+++ RECORDS TO PROCESS +++

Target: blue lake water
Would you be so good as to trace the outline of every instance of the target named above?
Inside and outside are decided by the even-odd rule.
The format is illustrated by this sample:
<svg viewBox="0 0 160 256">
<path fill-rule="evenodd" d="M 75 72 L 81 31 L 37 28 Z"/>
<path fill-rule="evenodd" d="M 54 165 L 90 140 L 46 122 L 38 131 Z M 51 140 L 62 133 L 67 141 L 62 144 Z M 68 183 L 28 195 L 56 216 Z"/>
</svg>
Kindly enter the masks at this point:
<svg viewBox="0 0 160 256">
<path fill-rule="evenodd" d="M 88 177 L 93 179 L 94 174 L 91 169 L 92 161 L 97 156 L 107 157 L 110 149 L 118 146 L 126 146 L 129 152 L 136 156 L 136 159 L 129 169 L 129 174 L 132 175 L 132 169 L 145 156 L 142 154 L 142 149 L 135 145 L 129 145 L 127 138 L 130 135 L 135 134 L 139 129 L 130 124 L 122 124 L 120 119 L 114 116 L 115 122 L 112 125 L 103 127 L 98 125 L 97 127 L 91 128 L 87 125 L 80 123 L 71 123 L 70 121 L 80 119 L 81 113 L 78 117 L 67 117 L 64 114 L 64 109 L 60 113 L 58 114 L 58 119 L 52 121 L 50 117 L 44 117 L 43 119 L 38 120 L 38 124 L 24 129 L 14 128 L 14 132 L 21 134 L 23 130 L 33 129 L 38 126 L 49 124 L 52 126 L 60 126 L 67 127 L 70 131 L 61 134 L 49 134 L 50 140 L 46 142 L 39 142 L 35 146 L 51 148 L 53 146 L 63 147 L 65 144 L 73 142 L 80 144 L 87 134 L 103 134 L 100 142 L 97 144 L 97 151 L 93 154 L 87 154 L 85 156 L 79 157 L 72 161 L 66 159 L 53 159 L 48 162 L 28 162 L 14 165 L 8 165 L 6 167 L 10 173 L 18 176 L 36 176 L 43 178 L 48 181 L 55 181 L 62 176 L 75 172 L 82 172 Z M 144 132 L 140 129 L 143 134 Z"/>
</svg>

+++

- WHAT THE TASK ASKS
Put each line of the records above into a JSON list of strings, one string per line, with blank lines left out.

- EXERCISE RESULT
[
  "Target: blue lake water",
  "Would you be so good as to trace the outline of every instance of the target named above?",
  "Inside and outside are decided by the even-odd rule.",
  "The format is illustrated by this sample:",
  "<svg viewBox=\"0 0 160 256\">",
  "<path fill-rule=\"evenodd\" d=\"M 75 72 L 81 31 L 37 28 Z\"/>",
  "<path fill-rule=\"evenodd\" d=\"M 54 165 L 90 140 L 46 122 L 38 131 Z M 51 140 L 62 133 L 67 141 L 62 144 Z M 68 183 L 28 195 L 56 216 Z\"/>",
  "</svg>",
  "Kindly enter the masks at this point:",
  "<svg viewBox=\"0 0 160 256\">",
  "<path fill-rule=\"evenodd\" d=\"M 88 177 L 93 179 L 94 174 L 91 169 L 92 161 L 97 156 L 107 157 L 110 149 L 118 146 L 126 146 L 129 152 L 136 156 L 136 159 L 129 169 L 129 174 L 132 175 L 132 169 L 145 156 L 142 154 L 142 149 L 135 145 L 129 145 L 127 138 L 130 135 L 135 134 L 139 129 L 130 124 L 122 124 L 120 119 L 114 116 L 115 122 L 112 125 L 103 127 L 98 125 L 97 127 L 91 128 L 87 125 L 80 123 L 71 123 L 70 121 L 80 119 L 81 113 L 78 117 L 67 117 L 64 114 L 64 109 L 60 113 L 58 114 L 58 119 L 52 121 L 50 117 L 44 117 L 43 119 L 38 120 L 38 124 L 24 129 L 14 128 L 14 132 L 21 134 L 23 130 L 33 129 L 38 126 L 49 124 L 52 126 L 60 126 L 67 127 L 70 131 L 61 134 L 49 134 L 50 140 L 46 142 L 39 142 L 35 146 L 51 148 L 53 146 L 63 147 L 65 144 L 73 142 L 80 144 L 87 134 L 103 134 L 100 142 L 97 144 L 97 151 L 93 154 L 87 154 L 85 156 L 79 157 L 72 161 L 66 159 L 53 159 L 48 162 L 28 162 L 14 165 L 8 165 L 6 167 L 10 173 L 18 176 L 36 176 L 43 178 L 48 181 L 55 181 L 62 176 L 75 172 L 82 172 Z M 144 132 L 140 129 L 143 134 Z\"/>",
  "</svg>"
]